MATERIAL PROVIDED →

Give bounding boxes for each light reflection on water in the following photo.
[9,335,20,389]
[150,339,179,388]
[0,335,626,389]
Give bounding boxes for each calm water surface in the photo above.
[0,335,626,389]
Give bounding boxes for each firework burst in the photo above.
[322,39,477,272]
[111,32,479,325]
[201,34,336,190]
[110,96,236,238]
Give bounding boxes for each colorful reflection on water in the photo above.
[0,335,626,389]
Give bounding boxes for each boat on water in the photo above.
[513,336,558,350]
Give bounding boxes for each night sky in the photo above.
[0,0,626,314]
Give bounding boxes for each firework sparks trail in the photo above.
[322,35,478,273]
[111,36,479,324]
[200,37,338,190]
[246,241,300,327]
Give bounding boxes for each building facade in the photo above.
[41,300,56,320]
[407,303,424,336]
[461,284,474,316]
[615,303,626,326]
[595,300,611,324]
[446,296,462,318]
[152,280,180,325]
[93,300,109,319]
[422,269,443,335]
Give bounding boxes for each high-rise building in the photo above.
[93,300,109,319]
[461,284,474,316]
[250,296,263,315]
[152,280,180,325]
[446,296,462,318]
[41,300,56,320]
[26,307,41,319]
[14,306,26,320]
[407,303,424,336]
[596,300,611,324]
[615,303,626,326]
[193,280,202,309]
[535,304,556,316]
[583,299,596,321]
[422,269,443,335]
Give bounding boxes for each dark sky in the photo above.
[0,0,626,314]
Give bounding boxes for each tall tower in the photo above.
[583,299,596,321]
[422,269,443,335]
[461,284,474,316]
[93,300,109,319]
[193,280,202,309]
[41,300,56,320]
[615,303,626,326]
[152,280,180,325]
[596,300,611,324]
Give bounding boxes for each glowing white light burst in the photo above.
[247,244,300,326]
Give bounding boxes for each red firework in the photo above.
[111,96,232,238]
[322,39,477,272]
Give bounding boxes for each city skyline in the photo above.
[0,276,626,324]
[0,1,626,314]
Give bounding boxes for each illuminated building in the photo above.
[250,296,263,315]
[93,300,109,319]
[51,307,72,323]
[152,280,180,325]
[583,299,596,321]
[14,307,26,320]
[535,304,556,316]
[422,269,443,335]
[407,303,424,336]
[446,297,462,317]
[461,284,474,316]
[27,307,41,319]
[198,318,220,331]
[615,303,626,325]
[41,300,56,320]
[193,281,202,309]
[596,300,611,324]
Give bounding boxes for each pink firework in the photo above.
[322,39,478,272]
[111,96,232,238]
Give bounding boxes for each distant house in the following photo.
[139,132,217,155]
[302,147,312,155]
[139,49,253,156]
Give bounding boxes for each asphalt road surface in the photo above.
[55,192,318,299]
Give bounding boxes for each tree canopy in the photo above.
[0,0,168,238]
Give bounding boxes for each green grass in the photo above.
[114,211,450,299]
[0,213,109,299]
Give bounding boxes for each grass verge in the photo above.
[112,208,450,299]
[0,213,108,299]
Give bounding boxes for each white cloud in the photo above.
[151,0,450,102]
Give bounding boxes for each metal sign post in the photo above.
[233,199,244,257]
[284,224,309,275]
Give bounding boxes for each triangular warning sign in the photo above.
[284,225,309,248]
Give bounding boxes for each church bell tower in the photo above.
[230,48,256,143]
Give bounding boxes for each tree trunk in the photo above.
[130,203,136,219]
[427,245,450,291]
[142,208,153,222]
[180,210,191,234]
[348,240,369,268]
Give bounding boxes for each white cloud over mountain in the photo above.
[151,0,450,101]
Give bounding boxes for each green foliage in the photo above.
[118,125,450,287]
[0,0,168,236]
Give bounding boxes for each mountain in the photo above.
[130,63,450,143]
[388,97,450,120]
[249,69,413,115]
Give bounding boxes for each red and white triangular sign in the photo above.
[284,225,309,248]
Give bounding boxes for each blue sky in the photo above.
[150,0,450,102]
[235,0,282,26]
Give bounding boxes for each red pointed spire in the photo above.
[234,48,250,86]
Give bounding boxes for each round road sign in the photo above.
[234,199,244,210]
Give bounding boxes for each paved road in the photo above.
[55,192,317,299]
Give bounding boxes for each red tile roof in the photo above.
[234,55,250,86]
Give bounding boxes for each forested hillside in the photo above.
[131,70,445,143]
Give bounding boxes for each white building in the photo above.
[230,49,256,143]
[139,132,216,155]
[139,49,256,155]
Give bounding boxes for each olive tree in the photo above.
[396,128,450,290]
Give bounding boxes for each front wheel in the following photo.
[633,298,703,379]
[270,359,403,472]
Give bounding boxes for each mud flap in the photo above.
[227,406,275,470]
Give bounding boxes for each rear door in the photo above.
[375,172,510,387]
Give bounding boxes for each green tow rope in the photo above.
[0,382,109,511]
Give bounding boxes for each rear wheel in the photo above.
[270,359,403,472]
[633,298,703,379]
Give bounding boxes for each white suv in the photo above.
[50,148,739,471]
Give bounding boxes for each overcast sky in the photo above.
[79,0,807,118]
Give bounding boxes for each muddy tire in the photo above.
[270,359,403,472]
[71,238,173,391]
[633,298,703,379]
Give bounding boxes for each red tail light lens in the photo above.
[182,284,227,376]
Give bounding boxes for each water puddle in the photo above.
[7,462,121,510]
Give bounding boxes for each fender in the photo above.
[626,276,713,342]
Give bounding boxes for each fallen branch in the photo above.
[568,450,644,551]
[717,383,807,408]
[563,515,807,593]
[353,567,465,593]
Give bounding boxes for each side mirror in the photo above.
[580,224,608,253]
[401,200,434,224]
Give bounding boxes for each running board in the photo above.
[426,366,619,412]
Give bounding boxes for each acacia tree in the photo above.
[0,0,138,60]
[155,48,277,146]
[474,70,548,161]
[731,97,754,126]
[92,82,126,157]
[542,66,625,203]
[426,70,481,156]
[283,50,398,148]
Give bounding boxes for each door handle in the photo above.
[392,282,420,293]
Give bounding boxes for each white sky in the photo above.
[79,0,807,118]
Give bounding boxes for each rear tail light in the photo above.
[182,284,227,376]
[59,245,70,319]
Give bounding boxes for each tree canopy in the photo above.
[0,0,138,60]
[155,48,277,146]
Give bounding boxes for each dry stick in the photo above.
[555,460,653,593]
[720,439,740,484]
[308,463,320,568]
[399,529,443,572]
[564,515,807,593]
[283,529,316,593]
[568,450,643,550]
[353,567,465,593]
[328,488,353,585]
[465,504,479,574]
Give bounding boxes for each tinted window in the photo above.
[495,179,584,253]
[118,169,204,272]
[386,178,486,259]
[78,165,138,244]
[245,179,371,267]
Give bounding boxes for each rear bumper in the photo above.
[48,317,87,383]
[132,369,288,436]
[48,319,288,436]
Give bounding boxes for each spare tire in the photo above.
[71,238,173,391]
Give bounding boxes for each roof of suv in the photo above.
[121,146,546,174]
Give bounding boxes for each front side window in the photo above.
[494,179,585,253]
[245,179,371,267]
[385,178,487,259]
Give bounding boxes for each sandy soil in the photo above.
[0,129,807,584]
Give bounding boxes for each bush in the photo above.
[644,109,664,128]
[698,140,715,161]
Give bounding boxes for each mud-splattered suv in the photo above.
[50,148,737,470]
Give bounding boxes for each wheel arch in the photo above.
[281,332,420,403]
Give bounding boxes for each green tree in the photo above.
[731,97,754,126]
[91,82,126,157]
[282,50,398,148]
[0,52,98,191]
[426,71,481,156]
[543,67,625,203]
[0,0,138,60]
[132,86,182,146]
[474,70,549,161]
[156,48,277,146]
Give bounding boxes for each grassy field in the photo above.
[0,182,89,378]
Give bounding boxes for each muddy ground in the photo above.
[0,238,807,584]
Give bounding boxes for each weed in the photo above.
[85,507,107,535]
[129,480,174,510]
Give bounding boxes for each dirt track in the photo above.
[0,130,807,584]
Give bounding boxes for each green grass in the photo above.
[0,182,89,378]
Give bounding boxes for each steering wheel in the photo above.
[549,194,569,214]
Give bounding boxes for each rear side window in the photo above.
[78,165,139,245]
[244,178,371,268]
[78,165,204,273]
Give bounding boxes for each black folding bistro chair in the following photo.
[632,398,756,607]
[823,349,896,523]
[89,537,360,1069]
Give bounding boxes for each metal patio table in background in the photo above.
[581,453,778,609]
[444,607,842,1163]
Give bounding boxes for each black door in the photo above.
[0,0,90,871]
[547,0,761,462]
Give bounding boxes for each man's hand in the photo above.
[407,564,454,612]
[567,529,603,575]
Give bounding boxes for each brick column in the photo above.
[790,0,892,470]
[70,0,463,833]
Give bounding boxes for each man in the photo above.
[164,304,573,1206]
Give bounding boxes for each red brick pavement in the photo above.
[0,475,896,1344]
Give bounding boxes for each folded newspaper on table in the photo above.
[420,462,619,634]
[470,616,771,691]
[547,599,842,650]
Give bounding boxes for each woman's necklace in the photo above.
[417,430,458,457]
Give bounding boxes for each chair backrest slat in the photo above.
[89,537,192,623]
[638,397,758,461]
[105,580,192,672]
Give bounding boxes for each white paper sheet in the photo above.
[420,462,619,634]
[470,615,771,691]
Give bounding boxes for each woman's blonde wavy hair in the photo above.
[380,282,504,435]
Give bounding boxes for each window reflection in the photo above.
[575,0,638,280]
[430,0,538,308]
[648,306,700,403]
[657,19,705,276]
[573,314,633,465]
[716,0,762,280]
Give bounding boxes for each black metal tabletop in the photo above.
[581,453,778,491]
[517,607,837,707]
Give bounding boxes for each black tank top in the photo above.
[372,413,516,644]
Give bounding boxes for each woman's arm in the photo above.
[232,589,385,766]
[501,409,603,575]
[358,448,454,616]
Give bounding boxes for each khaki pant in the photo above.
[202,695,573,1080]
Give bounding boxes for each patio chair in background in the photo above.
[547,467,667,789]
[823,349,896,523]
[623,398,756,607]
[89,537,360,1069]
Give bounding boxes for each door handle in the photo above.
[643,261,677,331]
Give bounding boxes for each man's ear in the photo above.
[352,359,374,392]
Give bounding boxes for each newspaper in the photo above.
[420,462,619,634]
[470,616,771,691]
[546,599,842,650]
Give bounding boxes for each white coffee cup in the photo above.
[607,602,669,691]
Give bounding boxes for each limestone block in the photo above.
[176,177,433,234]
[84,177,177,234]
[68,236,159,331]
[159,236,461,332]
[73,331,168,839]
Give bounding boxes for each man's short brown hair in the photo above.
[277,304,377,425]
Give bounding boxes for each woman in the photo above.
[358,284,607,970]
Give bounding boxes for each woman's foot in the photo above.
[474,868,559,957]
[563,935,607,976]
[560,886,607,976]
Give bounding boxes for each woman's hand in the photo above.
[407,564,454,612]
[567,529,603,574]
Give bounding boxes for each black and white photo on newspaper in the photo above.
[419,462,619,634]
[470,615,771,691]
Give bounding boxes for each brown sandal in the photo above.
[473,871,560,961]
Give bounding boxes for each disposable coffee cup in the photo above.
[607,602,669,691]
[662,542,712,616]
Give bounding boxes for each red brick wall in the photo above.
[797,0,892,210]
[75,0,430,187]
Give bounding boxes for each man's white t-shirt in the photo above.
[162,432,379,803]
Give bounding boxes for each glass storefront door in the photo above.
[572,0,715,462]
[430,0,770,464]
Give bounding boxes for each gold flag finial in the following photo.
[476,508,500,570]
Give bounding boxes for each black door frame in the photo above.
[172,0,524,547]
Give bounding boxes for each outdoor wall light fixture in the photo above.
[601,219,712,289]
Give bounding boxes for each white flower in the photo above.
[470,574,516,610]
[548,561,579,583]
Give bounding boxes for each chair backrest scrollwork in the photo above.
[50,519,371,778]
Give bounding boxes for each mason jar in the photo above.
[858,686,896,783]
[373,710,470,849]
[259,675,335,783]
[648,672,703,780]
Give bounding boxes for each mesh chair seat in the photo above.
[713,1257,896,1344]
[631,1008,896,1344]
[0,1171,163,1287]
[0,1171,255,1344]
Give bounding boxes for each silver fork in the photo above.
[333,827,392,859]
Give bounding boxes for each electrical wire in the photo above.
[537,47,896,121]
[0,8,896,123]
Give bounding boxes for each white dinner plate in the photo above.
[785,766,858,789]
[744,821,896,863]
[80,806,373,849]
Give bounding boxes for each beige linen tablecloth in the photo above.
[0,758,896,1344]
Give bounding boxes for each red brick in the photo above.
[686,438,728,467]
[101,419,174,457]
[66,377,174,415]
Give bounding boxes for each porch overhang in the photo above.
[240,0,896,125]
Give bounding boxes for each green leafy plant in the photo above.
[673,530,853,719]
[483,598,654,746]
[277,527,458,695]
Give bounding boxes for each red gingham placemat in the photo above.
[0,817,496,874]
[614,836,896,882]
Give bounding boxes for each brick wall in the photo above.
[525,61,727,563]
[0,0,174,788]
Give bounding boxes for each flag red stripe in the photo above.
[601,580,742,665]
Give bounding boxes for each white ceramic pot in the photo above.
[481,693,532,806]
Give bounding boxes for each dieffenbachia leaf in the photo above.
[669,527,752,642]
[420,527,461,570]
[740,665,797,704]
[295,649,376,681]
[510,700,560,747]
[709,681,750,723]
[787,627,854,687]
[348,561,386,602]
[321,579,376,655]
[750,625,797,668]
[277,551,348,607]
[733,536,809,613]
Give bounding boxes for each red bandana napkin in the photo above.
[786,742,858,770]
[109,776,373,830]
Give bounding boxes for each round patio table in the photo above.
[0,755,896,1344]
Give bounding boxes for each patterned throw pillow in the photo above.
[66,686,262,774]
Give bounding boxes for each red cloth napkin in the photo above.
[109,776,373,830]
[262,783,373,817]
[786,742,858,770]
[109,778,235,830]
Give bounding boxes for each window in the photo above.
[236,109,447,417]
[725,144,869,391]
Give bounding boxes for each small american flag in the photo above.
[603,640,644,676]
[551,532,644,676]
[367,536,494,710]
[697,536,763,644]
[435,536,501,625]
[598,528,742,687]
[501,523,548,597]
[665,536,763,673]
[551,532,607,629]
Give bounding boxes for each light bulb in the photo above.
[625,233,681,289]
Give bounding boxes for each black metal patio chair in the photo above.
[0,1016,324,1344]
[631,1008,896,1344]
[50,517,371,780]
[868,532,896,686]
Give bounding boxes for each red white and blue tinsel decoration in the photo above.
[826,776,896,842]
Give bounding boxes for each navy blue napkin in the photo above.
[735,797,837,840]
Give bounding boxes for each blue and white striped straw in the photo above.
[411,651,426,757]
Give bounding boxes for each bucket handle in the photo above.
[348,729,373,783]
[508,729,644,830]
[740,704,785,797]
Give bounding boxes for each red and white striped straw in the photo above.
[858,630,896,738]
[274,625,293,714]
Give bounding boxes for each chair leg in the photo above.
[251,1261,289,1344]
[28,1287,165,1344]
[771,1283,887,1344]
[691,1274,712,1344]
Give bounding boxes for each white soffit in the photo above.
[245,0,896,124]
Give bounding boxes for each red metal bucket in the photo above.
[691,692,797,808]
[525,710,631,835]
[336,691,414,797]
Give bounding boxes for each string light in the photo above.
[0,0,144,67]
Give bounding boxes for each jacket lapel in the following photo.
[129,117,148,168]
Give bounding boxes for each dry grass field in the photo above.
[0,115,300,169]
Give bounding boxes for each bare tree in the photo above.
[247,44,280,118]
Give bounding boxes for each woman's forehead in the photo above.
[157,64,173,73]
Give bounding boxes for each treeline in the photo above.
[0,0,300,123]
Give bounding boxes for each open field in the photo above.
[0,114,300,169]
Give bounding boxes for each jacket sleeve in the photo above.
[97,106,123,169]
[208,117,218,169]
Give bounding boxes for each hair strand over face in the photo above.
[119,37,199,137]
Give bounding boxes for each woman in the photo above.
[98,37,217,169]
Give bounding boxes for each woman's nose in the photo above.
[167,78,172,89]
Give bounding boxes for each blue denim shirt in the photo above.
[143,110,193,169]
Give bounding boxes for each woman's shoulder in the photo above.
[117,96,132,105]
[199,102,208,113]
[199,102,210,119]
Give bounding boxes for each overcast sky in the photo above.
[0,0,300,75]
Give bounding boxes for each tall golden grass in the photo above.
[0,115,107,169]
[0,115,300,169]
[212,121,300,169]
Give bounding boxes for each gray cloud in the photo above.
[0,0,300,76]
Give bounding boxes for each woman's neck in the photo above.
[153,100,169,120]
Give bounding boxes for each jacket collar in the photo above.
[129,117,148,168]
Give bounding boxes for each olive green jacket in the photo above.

WHAT YOU SHOULD DO → Rewrite the data from the line with "Give bounding boxes for each glass" up to and including the line with "[277,527,458,695]", changing "mason jar" to "glass jar" and leaving everything else as it is.

EXERCISE ANSWER →
Give bounding boxes for each glass storefront door in the photo above.
[572,0,715,462]
[430,0,770,464]
Give bounding boxes for each gold flag finial in the following photo.
[476,508,500,570]
Give bounding boxes for each black door frame in the photo above.
[172,0,524,547]
Give bounding boxes for each outdoor wall light fixture in the photo above.
[601,219,712,289]
Give bounding boxes for each white flower in the photo above.
[470,574,516,610]
[548,561,579,583]
Give bounding boxes for each chair backrest scrollwork in the photo above.
[50,519,371,778]
Give bounding boxes for each glass jar in the photo above.
[858,686,896,783]
[373,710,470,849]
[259,675,335,783]
[648,672,703,780]
Give bounding boxes for each mesh chair seat in the photo above.
[713,1257,896,1344]
[631,1008,896,1344]
[0,1171,163,1287]
[0,1171,255,1344]
Give bounding boxes for each silver fork in the photo above.
[333,827,392,859]
Give bounding boxes for each electrical wire in the photo above.
[537,47,896,121]
[0,8,896,123]
Give bounding boxes for each white dinner plate in the photo above.
[785,766,858,789]
[744,821,896,863]
[80,806,373,849]
Give bounding boxes for each beige linen tablecloth in the photo above.
[0,758,896,1344]
Give bounding boxes for each red brick in the photo above.
[686,438,728,467]
[101,419,174,457]
[66,377,174,415]
Give bounding boxes for each porch overhang in the photo above.
[240,0,896,125]
Give bounding boxes for each green leafy plant in the photo above.
[673,530,853,719]
[483,598,654,746]
[277,527,458,695]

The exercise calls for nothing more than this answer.